WHAT NEEDS TO BE DONE -
Can you carry on the forum thread about reproducing R's expand.grid in Python, picking up right after its last sentence?

SELECTED TEXT -
☆ ☆ ☆

The pandas documentation defines an expand_grid function:

def expand_grid(data_dict):
    """Create a dataframe from every combination of given values."""
    rows = itertools.product(*data_dict.values())
    return pd.DataFrame.from_records(rows, columns=data_dict.keys())

For this code to work, you will need the following two imports:

import itertools
import pandas as pd

The output is a pandas.DataFrame which is the most comparable object in Python to an R data.frame.

Daniel Himmelstein
  • 1,759
  • 1
  • 21
  • 26
21

Here's an example that gives output similar to what you need:

import itertools
def expandgrid(*itrs):
   product = list(itertools.product(*itrs))
   return {'Var{}'.format(i+1):[x[i] for x in product] for i in range(len(itrs))}

>>> a = [1,2,3]
>>> b = [5,7,9]
>>> expandgrid(a, b)
{'Var1': [1, 1, 1, 2, 2, 2, 3, 3, 3], 'Var2': [5, 7, 9, 5, 7, 9, 5, 7, 9]}

The difference is related to the fact that in itertools.product the rightmost element advances on every iteration. You can tweak the function by sorting the product list smartly if it's important.

☆ ☆ ☆

RECORD LIST -

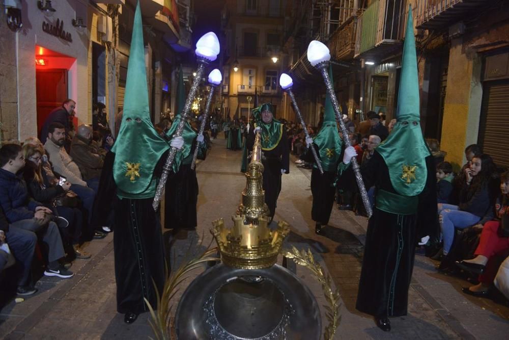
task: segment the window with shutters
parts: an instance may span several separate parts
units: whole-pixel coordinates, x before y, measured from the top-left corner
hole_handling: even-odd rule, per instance
[[[486,82],[477,143],[499,166],[509,167],[509,80]]]

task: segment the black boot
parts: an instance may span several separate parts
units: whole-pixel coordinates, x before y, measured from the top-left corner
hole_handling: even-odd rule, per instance
[[[137,318],[138,315],[136,313],[128,312],[124,316],[124,322],[126,324],[132,324],[134,321],[136,321],[136,319]]]
[[[386,316],[377,317],[375,318],[377,322],[377,326],[378,328],[384,332],[388,332],[390,330],[390,321]]]
[[[317,224],[315,225],[315,233],[317,235],[320,235],[322,233],[322,225],[317,222]]]

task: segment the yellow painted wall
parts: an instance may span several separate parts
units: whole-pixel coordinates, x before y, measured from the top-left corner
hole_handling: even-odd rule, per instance
[[[466,162],[465,148],[477,142],[482,100],[480,81],[482,60],[465,53],[461,38],[453,40],[440,148],[456,170]]]

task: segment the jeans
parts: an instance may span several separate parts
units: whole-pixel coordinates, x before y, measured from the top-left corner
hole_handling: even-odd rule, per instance
[[[71,190],[76,193],[83,203],[83,207],[87,213],[86,221],[90,223],[92,218],[92,213],[94,211],[94,201],[95,200],[95,192],[88,187],[83,187],[77,184],[71,186]]]
[[[31,221],[32,220],[23,220],[16,223],[20,224],[23,221]],[[15,266],[17,267],[20,273],[18,285],[26,285],[30,279],[30,270],[32,259],[34,258],[35,246],[37,243],[37,236],[32,231],[16,228],[12,225],[5,236],[11,252],[16,259],[16,264]]]
[[[450,250],[455,228],[465,229],[472,226],[479,222],[480,218],[468,212],[459,210],[457,205],[439,204],[438,220],[444,240],[444,254],[446,255]]]

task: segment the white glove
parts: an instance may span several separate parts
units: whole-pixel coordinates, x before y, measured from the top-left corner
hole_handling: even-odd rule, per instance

☆ ☆ ☆

FINAL RESULT -
EDIT (by S. Laurent)

To have the same as R:

def expandgrid(*itrs): # https://stackoverflow.com/a/12131385/1100107
    """
    Cartesian product. Reversion is for compatibility with R.
    
    """
    product = list(itertools.product(*reversed(itrs)))
    return [[x[i] for x in product] for i in range(len(itrs))][::-1]
Stéphane Laurent
  • 75,186
  • 15
  • 119
  • 225
Lev Levitsky
  • 63,701
  • 20
  • 147
  • 175
  • @StéphaneLaurent Have you done `import itertools` before using `itertools.product`? Sorry, I should have included it from the beginning. – Lev Levitsky Sep 02 '12 at 08:29
18

I've wondered this for a while and I haven't been satisfied with the solutions put forward so far, so I came up with my own, which is considerably simpler (but probably slower). The function uses numpy.meshgrid to make the grid, then flattens the grids into 1d arrays and puts them together:

def expand_grid(x, y):
    xG, yG = np.meshgrid(x, y) # create the actual grid
    xG = xG.flatten() # make the grid 1d
    yG = yG.flatten() # same
    return pd.DataFrame({'x':xG, 'y':yG}) # return a dataframe

For example:

import numpy as np
import pandas as pd

p, q = np.linspace(1, 10, 10), np.linspace(1, 10, 10)

def expand_grid(x, y):
    xG, yG = np.meshgrid(x, y) # create the actual grid
    xG = xG.flatten() # make the grid 1d
    yG = yG.flatten() # same
    return pd.DataFrame({'x':xG, 'y':yG})

print expand_grid(p, q).head(n = 20)

I know this is an old post, but I thought I'd share my simple version!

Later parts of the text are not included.